_READING TEXT_

↓↓↓

My research career began with parallel interests in forests and wildlife, but my interests have wandered over the years. You can trace that history—and see more papers on these and other topics—in my CV. Here is a bit of a tasting menu, on a few favorite topics.
Scaling and scaling. Scale is a fundamental concept in landscape ecology: what ecology means depends on how finely you resolve things and the spatial extent over which you view the system. My interest in this begins with my first paper (Urban et al. 1987), includes a few methodological efforts (Smith and Urban 1988, Urban et al. 2005, Keitt and Urban 2005), and finishes with a bit of a reminiscence (Urban 2014).
Of these, my favorites are the first and last, as they bookend a favorite topic and remind me how far I’ve come.
Forests, climate, and fire. I participated for many years in the National Park Service’s (later, the US Geological Survey’s) Global Change Research Program, working in Sequoia-Kings Canyon and Yosemite. As part of this, we developed a model of the physical template of that landscape (temperature and soil moisture along an elevation gradient), along with tree species sorting along that gradient (Urban et al. 2000). We then layered on the fire regime (Miller and Urban 1999a), and used the model to explore climate change scenarios (Miller and Urban 1999b).
I like this set of papers because the model covers the main agents of landscape pattern–the biophysical template, biological processes, and disturbance–and how they interact.
Habitat connectivity and large-scale conservation. I have been interested in forest birds for a long while, beginning with field studies for my Master’s thesis. I took that into the world of simulation, coupling models to field studies. This included work on microhabitats (e.g., Urban and Smith 1989) but soon expanded to look at habitat connectivity (Urban and Shugart 1986 [in my CV]). That work underwent a seismic shift when I adopted network models of habitat connectivity based in graph theory. That work began in collaboration with Tim Keitt (Keitt et al. 1997, Urban and Keitt 2001) and continued with various graduate students (Bunn et al. 2000, Minor and Urban 2008, Urban et al. 2009).

↑↑↑

_AIM OF THE EXERCISE_
Please answer from the research overview: in which parks did the writer work during the Global Change Research Program? The entries play no part in this work.

_RECORDED INFORMATION_
↓↓↓

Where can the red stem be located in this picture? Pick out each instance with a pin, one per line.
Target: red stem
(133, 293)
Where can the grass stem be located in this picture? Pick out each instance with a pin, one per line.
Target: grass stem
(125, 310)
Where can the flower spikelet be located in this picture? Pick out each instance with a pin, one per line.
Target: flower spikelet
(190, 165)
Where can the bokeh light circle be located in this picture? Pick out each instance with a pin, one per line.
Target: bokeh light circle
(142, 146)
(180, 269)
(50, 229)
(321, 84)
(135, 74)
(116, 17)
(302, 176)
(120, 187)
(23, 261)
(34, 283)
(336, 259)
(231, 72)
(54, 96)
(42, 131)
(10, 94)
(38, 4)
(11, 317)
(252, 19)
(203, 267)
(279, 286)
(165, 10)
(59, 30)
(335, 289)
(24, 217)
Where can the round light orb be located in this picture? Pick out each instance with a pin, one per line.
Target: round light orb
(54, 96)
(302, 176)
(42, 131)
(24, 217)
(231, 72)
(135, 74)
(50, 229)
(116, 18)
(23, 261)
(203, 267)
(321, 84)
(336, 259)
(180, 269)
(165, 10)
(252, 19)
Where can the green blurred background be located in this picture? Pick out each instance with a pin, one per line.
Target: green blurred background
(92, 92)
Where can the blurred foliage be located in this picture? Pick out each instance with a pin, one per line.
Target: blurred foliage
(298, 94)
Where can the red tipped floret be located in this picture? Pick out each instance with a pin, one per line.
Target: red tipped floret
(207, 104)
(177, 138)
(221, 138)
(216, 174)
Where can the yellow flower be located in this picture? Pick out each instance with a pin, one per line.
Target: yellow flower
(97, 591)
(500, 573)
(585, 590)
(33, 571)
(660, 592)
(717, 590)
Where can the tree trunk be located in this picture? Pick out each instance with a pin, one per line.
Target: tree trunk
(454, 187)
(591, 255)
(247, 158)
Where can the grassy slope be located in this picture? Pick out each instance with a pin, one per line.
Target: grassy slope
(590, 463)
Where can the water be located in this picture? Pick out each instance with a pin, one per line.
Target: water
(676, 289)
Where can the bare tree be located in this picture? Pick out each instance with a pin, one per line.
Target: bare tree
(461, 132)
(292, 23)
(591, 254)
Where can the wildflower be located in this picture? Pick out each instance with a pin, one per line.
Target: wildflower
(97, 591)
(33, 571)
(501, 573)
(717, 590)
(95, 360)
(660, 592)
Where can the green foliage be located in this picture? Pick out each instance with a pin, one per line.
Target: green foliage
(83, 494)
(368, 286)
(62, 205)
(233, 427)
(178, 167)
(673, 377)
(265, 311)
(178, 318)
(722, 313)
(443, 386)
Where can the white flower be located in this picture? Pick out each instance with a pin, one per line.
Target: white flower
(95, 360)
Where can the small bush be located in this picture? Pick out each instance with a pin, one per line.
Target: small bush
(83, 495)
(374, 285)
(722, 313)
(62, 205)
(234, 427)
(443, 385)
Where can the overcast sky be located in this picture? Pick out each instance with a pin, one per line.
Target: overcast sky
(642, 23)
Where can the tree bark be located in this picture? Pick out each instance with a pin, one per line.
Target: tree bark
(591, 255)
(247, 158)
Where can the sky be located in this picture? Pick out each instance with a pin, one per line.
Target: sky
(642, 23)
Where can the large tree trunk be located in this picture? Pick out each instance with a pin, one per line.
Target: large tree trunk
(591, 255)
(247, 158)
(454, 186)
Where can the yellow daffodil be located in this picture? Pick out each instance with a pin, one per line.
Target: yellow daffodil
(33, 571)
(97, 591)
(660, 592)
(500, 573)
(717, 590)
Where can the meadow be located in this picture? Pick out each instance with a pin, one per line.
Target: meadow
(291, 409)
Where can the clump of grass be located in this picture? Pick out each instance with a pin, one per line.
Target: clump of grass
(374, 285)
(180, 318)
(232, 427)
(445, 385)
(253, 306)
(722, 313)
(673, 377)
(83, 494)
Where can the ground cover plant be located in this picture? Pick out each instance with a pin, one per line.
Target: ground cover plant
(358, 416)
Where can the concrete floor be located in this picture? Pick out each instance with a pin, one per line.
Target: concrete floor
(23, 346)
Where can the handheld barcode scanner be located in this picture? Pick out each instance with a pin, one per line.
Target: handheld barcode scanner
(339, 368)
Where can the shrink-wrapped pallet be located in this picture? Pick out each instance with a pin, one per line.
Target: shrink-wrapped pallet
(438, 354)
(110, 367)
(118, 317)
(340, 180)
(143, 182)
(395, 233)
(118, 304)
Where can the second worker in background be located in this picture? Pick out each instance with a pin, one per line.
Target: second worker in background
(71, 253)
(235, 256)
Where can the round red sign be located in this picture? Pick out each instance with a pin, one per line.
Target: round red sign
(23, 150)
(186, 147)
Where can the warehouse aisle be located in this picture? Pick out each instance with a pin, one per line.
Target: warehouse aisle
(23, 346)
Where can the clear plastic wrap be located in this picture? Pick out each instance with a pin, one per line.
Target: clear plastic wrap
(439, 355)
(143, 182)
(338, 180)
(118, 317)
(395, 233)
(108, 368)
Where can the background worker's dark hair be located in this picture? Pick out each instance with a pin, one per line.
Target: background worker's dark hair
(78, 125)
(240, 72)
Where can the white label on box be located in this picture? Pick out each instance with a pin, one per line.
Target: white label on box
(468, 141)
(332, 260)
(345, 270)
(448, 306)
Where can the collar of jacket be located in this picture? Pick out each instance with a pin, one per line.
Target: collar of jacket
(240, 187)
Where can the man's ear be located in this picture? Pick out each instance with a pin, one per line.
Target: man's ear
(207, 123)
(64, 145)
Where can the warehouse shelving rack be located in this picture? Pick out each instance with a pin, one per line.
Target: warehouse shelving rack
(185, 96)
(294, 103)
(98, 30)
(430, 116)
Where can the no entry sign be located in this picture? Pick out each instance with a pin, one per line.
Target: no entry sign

↑↑↑

_RESULT_
Sequoia-Kings Canyon and Yosemite.